- **What you will do**: Count how many lines hold "rough" in the records, and respond with that number by itself.

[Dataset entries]
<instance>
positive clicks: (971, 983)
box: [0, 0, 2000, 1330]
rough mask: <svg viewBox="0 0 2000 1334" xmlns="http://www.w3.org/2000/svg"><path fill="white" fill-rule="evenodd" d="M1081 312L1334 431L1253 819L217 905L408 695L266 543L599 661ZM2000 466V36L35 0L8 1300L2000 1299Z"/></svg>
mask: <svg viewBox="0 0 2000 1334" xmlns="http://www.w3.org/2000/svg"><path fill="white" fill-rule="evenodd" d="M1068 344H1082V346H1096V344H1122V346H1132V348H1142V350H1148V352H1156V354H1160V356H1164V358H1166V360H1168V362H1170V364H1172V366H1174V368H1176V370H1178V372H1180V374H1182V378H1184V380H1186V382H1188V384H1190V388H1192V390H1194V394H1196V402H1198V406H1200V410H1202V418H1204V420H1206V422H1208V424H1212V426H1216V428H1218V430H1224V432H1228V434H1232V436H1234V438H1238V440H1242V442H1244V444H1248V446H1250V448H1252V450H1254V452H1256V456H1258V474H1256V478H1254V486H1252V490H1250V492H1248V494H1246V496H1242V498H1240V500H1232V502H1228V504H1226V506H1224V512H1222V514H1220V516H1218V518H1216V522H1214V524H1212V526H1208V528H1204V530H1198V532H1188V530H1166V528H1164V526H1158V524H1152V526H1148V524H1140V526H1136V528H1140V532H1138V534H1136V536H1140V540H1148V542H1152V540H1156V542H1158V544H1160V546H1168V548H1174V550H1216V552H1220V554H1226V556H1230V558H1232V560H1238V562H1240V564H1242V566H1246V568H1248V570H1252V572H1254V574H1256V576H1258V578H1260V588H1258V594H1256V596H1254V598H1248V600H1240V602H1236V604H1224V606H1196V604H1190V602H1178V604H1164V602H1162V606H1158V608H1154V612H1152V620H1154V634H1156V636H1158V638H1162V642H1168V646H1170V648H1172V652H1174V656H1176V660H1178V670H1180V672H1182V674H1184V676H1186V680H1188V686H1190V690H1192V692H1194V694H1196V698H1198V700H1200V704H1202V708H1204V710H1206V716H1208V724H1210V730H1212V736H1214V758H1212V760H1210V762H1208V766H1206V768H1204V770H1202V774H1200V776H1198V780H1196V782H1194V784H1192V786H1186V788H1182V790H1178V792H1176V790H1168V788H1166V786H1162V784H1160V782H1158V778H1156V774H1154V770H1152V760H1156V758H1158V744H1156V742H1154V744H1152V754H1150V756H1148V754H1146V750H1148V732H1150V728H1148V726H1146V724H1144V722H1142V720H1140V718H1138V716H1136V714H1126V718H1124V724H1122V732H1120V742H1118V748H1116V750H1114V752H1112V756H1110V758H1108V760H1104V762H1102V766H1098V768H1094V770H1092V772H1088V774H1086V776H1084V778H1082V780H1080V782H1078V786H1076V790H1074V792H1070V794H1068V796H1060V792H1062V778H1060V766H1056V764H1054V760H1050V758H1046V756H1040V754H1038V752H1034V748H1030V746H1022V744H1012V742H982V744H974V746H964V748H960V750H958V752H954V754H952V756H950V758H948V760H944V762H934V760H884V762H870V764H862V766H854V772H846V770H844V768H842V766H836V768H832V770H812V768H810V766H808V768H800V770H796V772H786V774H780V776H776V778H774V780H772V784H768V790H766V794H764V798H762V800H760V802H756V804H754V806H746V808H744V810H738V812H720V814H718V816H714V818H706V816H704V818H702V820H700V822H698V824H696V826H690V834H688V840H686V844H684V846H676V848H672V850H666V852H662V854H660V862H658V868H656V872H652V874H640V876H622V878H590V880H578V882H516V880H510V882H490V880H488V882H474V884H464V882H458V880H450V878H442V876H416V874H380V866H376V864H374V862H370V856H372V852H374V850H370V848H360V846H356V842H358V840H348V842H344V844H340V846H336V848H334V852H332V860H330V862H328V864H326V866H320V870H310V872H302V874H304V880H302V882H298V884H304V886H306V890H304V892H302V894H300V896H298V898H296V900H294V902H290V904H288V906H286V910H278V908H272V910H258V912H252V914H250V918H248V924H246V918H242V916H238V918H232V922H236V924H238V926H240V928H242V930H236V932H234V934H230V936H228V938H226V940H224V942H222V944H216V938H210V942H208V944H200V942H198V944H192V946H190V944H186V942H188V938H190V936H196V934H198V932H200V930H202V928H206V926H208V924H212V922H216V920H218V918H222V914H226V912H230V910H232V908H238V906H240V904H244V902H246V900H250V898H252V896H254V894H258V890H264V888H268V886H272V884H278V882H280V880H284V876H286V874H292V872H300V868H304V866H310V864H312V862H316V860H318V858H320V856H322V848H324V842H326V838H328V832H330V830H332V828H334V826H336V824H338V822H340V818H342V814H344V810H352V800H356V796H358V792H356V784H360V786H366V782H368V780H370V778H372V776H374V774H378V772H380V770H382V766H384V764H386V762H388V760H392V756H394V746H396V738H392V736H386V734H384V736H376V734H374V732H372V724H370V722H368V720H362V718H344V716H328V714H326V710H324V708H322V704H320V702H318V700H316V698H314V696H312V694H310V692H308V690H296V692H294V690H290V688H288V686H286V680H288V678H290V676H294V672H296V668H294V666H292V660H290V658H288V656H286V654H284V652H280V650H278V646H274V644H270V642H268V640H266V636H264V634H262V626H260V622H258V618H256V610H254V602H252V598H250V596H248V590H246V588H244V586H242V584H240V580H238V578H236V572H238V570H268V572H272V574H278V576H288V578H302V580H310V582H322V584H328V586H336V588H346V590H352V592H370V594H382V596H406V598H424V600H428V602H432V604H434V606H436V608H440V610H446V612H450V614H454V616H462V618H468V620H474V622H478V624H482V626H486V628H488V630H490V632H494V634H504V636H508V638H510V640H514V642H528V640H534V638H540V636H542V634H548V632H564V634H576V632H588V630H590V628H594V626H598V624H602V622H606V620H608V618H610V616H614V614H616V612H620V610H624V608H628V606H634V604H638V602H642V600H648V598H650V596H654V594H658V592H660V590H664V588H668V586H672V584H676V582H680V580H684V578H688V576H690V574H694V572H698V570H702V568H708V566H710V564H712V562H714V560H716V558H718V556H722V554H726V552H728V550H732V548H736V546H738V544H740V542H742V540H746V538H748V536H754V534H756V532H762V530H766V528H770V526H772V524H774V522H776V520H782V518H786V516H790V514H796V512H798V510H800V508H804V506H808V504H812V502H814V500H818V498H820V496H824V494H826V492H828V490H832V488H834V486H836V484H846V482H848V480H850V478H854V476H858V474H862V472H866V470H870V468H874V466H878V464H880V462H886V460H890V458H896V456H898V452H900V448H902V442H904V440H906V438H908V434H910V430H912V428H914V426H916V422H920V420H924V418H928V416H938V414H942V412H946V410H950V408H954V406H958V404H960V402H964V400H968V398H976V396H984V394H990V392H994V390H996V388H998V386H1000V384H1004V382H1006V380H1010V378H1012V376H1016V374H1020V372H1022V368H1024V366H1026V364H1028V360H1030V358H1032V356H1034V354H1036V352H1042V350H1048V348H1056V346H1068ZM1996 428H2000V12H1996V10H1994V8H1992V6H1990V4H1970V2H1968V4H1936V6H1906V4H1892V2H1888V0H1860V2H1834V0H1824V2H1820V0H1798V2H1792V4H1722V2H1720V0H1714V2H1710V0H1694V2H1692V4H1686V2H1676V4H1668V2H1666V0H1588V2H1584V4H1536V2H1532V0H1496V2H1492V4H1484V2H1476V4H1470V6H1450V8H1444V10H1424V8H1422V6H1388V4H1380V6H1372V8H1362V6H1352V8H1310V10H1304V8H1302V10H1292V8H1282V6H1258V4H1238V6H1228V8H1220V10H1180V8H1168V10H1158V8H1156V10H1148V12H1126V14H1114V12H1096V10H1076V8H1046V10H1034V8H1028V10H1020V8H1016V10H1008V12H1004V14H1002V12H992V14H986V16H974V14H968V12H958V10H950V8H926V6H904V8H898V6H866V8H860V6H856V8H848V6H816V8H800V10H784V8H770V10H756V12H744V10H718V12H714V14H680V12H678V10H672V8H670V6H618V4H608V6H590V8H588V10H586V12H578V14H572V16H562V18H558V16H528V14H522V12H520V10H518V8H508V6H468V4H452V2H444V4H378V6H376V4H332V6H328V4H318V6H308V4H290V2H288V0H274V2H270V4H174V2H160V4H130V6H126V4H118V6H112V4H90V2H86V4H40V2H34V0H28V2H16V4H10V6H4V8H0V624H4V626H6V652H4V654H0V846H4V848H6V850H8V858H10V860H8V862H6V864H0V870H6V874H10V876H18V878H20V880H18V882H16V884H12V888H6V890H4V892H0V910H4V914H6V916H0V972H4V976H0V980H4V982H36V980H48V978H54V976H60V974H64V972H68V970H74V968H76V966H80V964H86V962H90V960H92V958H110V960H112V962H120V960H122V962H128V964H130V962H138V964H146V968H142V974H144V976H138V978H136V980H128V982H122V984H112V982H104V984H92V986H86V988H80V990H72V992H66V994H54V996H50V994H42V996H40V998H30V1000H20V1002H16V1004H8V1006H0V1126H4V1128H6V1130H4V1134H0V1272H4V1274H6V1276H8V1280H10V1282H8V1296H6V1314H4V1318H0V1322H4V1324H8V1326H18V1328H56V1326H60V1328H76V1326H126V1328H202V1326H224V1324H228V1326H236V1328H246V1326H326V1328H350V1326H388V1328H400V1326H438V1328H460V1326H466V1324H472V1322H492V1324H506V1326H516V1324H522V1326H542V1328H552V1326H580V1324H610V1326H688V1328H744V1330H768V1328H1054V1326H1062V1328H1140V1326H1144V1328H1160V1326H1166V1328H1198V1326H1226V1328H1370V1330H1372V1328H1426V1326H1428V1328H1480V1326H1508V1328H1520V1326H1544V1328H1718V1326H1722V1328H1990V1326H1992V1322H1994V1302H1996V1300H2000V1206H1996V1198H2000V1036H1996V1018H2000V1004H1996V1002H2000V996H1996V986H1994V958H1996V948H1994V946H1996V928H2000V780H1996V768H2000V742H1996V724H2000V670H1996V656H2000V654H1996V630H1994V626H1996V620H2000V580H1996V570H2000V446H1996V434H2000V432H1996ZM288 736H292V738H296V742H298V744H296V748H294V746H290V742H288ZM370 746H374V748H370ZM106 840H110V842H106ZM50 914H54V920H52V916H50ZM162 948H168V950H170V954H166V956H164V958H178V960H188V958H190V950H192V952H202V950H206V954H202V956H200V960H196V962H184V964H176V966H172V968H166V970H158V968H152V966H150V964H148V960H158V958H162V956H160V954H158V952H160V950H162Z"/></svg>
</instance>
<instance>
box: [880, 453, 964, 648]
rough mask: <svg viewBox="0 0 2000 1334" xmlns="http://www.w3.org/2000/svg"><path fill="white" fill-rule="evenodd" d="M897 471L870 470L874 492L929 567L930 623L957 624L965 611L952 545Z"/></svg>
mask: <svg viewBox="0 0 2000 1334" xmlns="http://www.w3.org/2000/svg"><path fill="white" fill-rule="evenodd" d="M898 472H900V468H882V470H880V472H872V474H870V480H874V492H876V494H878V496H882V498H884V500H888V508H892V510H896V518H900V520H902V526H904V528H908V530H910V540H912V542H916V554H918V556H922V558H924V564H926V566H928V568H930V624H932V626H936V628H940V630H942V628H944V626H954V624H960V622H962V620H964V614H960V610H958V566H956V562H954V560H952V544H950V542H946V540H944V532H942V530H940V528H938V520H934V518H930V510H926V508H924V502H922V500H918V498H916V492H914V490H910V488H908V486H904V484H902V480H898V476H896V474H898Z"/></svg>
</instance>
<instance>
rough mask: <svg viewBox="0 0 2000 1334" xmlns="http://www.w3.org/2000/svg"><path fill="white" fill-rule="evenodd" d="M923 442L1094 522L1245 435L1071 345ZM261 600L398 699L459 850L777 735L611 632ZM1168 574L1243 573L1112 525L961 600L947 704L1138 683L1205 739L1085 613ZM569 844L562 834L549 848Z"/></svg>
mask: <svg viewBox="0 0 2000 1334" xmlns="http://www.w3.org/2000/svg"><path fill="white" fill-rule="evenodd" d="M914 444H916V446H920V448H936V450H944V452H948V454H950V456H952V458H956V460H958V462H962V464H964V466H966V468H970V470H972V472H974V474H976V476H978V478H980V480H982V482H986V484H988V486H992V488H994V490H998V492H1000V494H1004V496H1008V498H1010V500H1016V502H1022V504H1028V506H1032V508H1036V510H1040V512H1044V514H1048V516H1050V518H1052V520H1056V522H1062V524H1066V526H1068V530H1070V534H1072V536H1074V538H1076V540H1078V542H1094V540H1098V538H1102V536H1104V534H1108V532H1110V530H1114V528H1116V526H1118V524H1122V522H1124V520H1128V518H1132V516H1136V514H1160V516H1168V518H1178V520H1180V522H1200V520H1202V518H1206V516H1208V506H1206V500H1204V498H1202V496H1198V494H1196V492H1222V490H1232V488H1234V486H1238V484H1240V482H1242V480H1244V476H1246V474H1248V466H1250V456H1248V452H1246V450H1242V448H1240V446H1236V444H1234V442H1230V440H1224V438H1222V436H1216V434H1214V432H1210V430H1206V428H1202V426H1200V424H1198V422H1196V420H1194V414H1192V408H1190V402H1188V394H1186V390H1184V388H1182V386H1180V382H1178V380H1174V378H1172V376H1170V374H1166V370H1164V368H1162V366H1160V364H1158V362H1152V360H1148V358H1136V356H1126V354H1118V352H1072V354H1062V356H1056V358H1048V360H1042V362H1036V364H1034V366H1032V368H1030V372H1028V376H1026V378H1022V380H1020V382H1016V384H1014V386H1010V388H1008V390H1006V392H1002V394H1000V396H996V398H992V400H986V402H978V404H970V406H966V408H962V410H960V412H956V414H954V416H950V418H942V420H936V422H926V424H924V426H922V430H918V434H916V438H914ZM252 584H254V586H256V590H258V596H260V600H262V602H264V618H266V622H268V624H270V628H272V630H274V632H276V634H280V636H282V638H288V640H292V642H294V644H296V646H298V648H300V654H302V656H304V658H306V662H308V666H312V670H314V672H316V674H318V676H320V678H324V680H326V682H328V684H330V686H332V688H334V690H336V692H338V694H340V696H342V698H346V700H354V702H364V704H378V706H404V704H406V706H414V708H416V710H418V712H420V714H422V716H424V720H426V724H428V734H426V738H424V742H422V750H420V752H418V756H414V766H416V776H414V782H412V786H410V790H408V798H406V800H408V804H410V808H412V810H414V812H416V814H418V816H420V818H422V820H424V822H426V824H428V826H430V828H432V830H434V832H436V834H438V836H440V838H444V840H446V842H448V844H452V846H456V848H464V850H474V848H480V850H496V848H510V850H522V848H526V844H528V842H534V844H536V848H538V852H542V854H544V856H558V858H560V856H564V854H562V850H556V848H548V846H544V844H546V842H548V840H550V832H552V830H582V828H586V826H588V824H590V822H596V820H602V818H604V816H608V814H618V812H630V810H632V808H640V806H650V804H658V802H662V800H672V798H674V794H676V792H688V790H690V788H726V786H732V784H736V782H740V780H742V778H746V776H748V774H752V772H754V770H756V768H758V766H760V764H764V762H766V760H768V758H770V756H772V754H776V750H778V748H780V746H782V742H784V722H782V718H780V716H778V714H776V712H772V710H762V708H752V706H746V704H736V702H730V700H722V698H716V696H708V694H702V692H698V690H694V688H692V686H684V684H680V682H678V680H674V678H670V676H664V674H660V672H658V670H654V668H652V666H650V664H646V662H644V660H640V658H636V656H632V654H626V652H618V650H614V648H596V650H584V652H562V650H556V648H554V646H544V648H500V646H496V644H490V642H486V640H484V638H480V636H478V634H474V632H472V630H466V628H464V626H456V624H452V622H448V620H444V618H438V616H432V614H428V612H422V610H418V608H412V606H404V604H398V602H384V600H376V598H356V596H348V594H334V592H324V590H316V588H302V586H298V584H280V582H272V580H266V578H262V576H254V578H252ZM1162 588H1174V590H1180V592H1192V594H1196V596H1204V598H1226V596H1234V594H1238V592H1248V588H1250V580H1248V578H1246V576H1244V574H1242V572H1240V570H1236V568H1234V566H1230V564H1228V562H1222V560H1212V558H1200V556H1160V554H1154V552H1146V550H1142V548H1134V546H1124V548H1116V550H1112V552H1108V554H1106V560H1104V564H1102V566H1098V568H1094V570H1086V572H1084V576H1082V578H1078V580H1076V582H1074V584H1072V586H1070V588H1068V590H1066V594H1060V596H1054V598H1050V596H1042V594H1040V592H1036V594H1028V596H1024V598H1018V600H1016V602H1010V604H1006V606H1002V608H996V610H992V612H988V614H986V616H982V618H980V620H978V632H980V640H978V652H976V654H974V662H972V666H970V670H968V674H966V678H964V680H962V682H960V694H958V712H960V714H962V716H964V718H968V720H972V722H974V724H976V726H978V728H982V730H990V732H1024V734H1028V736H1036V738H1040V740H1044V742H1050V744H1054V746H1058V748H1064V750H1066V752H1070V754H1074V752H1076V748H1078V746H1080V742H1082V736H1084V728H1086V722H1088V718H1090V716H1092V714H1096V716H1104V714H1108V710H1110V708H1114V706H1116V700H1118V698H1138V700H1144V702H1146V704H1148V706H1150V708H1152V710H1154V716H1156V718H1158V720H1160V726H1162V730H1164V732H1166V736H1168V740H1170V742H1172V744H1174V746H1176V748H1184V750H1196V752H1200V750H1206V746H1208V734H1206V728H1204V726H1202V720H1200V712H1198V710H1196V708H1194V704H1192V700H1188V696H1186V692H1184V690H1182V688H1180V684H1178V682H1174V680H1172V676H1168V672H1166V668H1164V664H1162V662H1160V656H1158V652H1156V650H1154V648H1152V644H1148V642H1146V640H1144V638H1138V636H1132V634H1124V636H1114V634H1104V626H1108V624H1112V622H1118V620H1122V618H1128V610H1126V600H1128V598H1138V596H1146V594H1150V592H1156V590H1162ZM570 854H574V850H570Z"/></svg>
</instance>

- **Response to this task**: 3